- **EXERCISE DIRECTIONS**
Could you write out each of the records below word for word, leaving the pictures out?
───── GIVEN RECORDS ─────
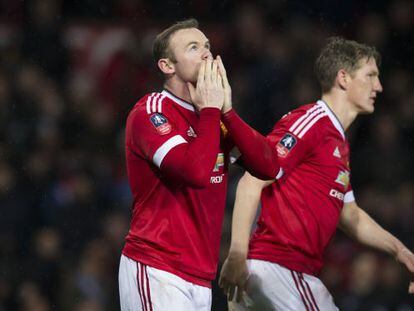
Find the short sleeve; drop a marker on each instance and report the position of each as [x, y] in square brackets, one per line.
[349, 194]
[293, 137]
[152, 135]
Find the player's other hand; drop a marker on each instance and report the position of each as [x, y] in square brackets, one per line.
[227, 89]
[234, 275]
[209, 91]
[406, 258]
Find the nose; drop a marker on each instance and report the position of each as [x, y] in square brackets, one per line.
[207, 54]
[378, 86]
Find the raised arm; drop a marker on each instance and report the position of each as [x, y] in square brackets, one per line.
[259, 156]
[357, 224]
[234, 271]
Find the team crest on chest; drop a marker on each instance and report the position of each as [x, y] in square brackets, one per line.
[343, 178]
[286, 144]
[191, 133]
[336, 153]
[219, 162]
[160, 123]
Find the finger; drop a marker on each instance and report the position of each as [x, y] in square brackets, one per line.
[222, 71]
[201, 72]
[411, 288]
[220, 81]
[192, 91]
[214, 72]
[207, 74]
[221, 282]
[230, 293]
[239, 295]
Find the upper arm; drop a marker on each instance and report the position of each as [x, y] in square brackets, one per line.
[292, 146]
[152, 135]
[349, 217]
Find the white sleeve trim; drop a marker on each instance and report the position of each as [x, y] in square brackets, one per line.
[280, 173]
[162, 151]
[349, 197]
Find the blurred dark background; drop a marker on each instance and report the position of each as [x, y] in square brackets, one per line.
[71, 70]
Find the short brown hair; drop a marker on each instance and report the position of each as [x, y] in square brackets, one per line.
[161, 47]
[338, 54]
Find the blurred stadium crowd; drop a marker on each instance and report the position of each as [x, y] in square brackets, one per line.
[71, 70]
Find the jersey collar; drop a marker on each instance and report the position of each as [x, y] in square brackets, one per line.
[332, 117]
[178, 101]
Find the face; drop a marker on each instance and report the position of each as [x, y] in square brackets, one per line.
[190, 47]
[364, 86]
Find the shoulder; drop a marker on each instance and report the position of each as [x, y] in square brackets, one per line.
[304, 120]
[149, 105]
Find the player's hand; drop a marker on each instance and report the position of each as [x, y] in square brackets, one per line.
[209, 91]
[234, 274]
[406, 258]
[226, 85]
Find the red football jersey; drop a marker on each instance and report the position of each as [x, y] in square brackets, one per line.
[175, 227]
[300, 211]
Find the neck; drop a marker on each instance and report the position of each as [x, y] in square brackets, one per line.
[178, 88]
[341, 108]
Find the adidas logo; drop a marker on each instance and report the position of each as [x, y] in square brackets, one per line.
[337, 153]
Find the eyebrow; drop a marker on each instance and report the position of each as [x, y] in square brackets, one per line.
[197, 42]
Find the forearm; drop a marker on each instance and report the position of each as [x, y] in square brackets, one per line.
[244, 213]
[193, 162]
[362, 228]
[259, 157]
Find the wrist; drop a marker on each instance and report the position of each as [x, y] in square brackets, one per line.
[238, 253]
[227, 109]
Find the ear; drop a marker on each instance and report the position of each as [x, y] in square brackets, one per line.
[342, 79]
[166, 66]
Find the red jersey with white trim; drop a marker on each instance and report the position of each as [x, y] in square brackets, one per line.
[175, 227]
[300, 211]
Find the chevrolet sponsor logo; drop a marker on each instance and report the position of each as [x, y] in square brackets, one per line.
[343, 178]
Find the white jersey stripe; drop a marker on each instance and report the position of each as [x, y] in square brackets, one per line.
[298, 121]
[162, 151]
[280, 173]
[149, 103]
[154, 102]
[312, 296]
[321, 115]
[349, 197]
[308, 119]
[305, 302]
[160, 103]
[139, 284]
─────
- **RESULT OF THE EXERCISE**
Find the short sleeve; drop a marker on each instance and report the position of each as [x, y] in square brackets, one per line.
[349, 194]
[293, 137]
[152, 135]
Find the player's other hand; drop a marker on each instance and report the position of each as [x, y] in square brackets, one per line.
[227, 89]
[234, 275]
[209, 91]
[406, 258]
Find the nose; drop a marker on each instance and report the position of each as [x, y] in square brackets, one per line.
[207, 54]
[378, 86]
Find the raised arm; drop a marker on each instance and report the position of each as [x, y] in square brackets, one per line.
[259, 156]
[357, 224]
[234, 271]
Find the team crest on chest; drop a marker on each instance and report the position of each as [x, y] in square brackets, one per line.
[343, 178]
[286, 144]
[191, 133]
[336, 153]
[219, 162]
[160, 123]
Find the finger; drop a marker on each instance and report the position of each as [x, y] in square brackets, one per line.
[222, 71]
[201, 72]
[411, 288]
[220, 81]
[192, 91]
[214, 72]
[207, 74]
[221, 282]
[230, 293]
[239, 295]
Find the upper arm; drop a marker on each instance and report the position of each as [x, y] in square brackets, one per line.
[292, 146]
[152, 135]
[349, 217]
Find the white sleeve trim; drop a marker on each instance and report the position of each as [x, y] in square brackets, one per line.
[280, 173]
[162, 151]
[349, 197]
Find the blurred dark background; drop a marker on each instance and report the position of each as [x, y] in square brackets, one per line.
[71, 70]
Find the short brown hair; drop a marker on each instance and report the position of each as [x, y] in square brackets, one per line.
[161, 47]
[338, 54]
Find the blurred stadium crowd; drop a marker on each instance and report the position of each as [x, y] in square brackets, one per line.
[71, 70]
Find the jersey collar; drop a marker on each instance and report the position of each as [x, y] in square brackets, one per line.
[332, 117]
[178, 101]
Find the face; drop a marker on each instance and report the position of each as [x, y] in square brackets, one per line.
[190, 47]
[364, 86]
Find the shoulder; drop a marker on each instance and report the position of each as [x, y] in square brackets, one per line.
[304, 120]
[149, 105]
Find the player's hand; drop a marker on each instance and report the position of each as [x, y] in square brackets, one per line.
[209, 91]
[234, 274]
[406, 258]
[226, 85]
Find the red football jersey; drop a marker on each instance and report the position of each as [x, y] in square brackets, one per line.
[175, 227]
[300, 211]
Find the neck; drop a marker on each instance and report the position of each as [x, y] in square brackets, one per line.
[178, 88]
[341, 108]
Find the adidas logo; drop a marker on each instance and report the position of each as [x, y] in square brackets, one per line.
[337, 153]
Find the eyebrow; drop a marker on each instance and report the position of each as [x, y] in square brackets, one per line.
[197, 42]
Find the forearm; drop a marker on each instance and report the position of each as [x, y] in square brackets, one per line.
[244, 213]
[193, 162]
[362, 228]
[259, 157]
Find the wrist; drop a marker on each instance and report the position of each as [x, y] in square brackets, one per line.
[238, 253]
[227, 109]
Find the ear; drop a marker on each instance and report the position of each as [x, y] in square brackets, one per line.
[342, 79]
[166, 66]
Find the red jersey with white trim; drop a marker on each instance and report the position of each as [x, y] in square brackets, one per line.
[175, 227]
[300, 211]
Find the chevrolet sponsor logo; drop a marker on each instance and report the position of each as [x, y] in square brackets, one per line.
[343, 178]
Find the white jersey stripe; drop a marker on each instance and report the position of each as [x, y] in square brackets, one per line.
[298, 121]
[162, 151]
[280, 173]
[149, 103]
[154, 102]
[312, 296]
[321, 115]
[349, 197]
[308, 119]
[305, 302]
[160, 103]
[139, 284]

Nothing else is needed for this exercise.